Texte extrait:
Les vertus de la liberté de la presse sont aujourd’hui largement reconnues. Une autre liberté essentielle, la liberté économique, souffre quant à elle d’un manque d’appréciation. Pourtant, elle contribue de manière substantielle à améliorer le bien-être humain, en plus d’être une condition nécessaire pour assurer un certain degré de liberté de la presse.

Communiqué de presse : Pas de liberté de presse sans liberté économique!

Annexe technique
 

En lien avec cette publication

Freer Markets, Freer Media (The Wall Street Journal, 2 mai 2018)

Liberté économique et liberté de presse vont de pair (Le Devoir, 3 mai 2018)

« La liberté de la presse est indissociable de la liberté économique » (Le Point, 3 mai 2018)

   

 

Cette Note économique a été préparée par Kevin Brookes et Patrick Déry, analystes en politiques publiques à l’IEDM. La Collection Réglementation de l’IEDM vise à examiner les conséquences souvent imprévues pour les individus et les entreprises de divers lois et règlements qui s’écartent de leurs objectifs déclarés.

Les vertus de la liberté de la presse sont aujourd’hui largement reconnues. Elle améliore la qualité de la démocratie en rehaussant les attentes des citoyens, en formant un « quatrième pouvoir » face aux trois pouvoirs incarnés par l’État(1) et en réduisant la corruption(2). Elle contribue aussi au développement économique, car elle facilite la circulation de l’information, indispensable aux acteurs économiques.

Une autre liberté essentielle, la liberté économique, souffre quant à elle d’un manque d’appréciation. Pourtant, elle contribue de manière substantielle à améliorer le bien-être humain(3), en plus d’être une condition nécessaire pour assurer un certain degré de liberté de la presse.

Deux libertés qui vont de pair

La liberté économique signifie la possibilité de choisir parmi des biens et des services et d’échanger volontairement avec d’autres sur un marché concurrentiel. Les gouvernements soutiennent la liberté économique quand ils établissent un cadre légal assurant le respect du droit de propriété et l’application des contrats. Ils empiètent sur elle quand ils remplacent la coordination des activités économiques par le marché par de la réglementation et des restrictions au commerce et à l’entrepreneuriat(4).

Matériel fourni:
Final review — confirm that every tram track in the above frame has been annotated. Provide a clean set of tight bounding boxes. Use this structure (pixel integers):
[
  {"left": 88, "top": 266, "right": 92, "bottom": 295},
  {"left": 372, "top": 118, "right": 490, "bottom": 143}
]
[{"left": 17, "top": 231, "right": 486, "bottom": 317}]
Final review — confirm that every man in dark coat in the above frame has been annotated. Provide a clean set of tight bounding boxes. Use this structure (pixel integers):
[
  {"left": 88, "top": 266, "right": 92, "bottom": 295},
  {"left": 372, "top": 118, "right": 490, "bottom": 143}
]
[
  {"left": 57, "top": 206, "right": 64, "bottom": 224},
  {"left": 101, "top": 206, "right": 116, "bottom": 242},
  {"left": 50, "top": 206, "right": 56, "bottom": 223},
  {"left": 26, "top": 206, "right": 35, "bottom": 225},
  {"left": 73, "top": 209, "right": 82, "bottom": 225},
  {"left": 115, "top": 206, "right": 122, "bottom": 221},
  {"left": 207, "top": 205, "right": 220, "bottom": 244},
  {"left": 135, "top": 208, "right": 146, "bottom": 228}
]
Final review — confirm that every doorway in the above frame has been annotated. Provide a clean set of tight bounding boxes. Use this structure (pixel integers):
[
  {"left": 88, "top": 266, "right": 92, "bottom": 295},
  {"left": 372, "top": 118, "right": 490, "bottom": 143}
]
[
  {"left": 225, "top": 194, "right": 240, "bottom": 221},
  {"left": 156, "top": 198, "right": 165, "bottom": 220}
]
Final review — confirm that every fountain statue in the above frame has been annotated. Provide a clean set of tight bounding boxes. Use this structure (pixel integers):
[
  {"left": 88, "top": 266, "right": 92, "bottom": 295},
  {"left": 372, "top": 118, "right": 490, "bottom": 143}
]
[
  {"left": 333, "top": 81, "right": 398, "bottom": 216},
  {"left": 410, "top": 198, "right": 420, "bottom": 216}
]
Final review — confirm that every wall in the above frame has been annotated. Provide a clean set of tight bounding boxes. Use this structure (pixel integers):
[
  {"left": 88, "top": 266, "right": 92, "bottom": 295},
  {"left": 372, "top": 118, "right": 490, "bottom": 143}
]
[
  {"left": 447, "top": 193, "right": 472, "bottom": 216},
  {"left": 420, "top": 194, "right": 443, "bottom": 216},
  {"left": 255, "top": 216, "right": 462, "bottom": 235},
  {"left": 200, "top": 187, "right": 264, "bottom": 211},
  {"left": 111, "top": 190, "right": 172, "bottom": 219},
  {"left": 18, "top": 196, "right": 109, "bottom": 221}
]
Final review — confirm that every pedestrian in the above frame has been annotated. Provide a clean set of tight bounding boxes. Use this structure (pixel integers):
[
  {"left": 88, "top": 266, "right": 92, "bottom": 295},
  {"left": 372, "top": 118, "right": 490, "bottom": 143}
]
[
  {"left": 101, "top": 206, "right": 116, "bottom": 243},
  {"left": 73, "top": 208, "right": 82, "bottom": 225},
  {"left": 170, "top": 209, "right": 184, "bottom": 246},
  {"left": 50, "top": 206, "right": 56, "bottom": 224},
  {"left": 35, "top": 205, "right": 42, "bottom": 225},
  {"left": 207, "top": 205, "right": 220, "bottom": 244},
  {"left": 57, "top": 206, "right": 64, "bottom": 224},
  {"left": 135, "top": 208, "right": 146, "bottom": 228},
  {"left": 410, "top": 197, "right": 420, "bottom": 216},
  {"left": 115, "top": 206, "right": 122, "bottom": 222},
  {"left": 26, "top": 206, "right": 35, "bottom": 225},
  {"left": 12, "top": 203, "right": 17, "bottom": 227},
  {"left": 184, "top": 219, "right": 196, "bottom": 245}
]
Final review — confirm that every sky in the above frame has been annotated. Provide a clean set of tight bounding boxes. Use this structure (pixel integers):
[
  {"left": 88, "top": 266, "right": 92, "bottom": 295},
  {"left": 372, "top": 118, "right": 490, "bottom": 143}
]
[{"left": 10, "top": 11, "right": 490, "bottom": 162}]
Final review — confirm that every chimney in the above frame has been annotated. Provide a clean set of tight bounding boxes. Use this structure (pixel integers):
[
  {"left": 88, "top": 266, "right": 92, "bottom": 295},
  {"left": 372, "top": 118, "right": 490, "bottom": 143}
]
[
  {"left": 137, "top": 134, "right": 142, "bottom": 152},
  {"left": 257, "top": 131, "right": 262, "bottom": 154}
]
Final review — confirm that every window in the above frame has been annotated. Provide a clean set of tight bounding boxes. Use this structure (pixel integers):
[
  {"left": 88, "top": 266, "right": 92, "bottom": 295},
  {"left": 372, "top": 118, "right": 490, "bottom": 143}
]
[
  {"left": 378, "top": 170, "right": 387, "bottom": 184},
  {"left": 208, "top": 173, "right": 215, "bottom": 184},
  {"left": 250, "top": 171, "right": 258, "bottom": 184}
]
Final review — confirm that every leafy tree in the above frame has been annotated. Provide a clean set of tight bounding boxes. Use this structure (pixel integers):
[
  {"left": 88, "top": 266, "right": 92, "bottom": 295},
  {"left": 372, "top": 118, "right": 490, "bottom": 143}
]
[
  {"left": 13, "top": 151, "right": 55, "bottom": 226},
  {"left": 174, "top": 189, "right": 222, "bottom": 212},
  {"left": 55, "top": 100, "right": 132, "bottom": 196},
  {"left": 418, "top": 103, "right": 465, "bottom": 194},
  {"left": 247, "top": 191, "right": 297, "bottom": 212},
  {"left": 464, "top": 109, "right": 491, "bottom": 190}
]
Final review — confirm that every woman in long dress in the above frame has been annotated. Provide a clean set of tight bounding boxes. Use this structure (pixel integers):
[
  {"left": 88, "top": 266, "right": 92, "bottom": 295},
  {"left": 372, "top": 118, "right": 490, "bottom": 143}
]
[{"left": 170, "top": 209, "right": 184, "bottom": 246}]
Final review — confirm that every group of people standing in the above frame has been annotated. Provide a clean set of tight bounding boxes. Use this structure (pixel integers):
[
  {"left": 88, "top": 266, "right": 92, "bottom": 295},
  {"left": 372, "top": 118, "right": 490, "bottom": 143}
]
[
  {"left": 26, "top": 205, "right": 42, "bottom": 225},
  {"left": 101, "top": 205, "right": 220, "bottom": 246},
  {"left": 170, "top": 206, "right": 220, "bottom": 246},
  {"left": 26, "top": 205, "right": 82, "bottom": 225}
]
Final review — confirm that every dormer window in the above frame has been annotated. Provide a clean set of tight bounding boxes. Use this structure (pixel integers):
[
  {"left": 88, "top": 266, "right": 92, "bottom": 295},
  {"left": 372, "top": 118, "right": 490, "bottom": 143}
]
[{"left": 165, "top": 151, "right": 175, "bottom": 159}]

Problème posé 1: D'après le texte sur la liberté de la presse et la liberté économique, qui a préparé cette Note économique ?
Problème posé 2: Poursuivez le texte sur la liberté de la presse et la liberté économique à partir de sa dernière phrase.
Le matériel fourni n'a aucun rôle à jouer ici.

Résultat attendu 1: Kevin Brookes et Patrick Déry, analystes en politiques publiques à l'IEDM, ont préparé cette Note économique.

Résultat attendu 2:
La liberté de la presse est une composante essentielle d’une démocratie où les droits et libertés individuelles des citoyens sont respectés. Elle constitue un contre-pouvoir parmi d’autres à ceux de l’État et aide la société civile à s’organiser pour faire entendre sa voix. Elle implique que les journalistes puissent pratiquer leur métier sans entraves.

La liberté de la presse est relativement récente dans l’histoire de l’humanité et sa naissance est étroitement associée au développement de l’économie de marché. La première gazette publiée régulièrement a été imprimée en 1605 par l’entrepreneur et imprimeur strasbourgeois Johann Carolus pour reproduire les nouvelles qui circulaient par l’intermédiaire des entreprises de poste allemandes. Carolus répondait à une demande croissante d’information en offrant un service à bas coût rendu possible par l’invention de l’imprimerie.

Ce service a pu être fourni indépendamment des injonctions du pouvoir monarchique grâce à la prise de risque d’entrepreneurs – souvent des libraires – qui ont contribué à diffuser en Europe un esprit critique, ce qui a favorisé l’émancipation politique(5).

Un marché des idées

Le lauréat du prix Nobel d’économie Ronald Coase a expliqué que les idées sont des biens comme les autres et qu’il existe un marché des idées avec des producteurs et des consommateurs. Comme dans n’importe quel marché, certains producteurs sont honnêtes et d’autres malhonnêtes, mais les régulateurs sont des êtres humains comme les autres, sujets à l’influence des groupes d’intérêt, et qui ont aussi leurs propres motivations personnelles. Il est donc dangereux de vouloir réglementer ce marché puisque les régulateurs ne sont pas nécessairement mieux placés pour déterminer quelles sont les meilleures idées(6).

Le lien entre la liberté économique et la liberté de la presse a été établi de manière plus formelle par d’autres lauréats du prix Nobel d’économie, Milton Friedman et Friedrich Hayek(7). Ils ont montré que la diminution de la liberté économique entraînait nécessairement une diminution des droits civils et politiques, dont le droit des citoyens d’exprimer leurs idées. En effet, comme l’écrivait Friedrich Hayek, « celui qui contrôle l’activité économique contrôle en même temps tous les moyens de réalisation destinés à toutes les fins imaginables »(8). Inversement, un certain niveau de liberté économique est nécessaire pour assurer la pérennité d’un régime démocratique stable : l’économie de marché permet à chacun de disposer de revenus qui lui permettent de faire des choix indépendamment du pouvoir politique.

Depuis que les mesures de la liberté économique et politique existent, on n’a jamais observé de cas de sociétés démocratiques et respectant les droits individuels sans un minimum de liberté économique(9). Le libre marché, en garantissant la séparation entre les pouvoirs économique et politique, assure notamment la liberté d’expression : il permet la concurrence entre des acheteurs et des vendeurs d’informations et d’idées, ce qui garantit le pluralisme(10).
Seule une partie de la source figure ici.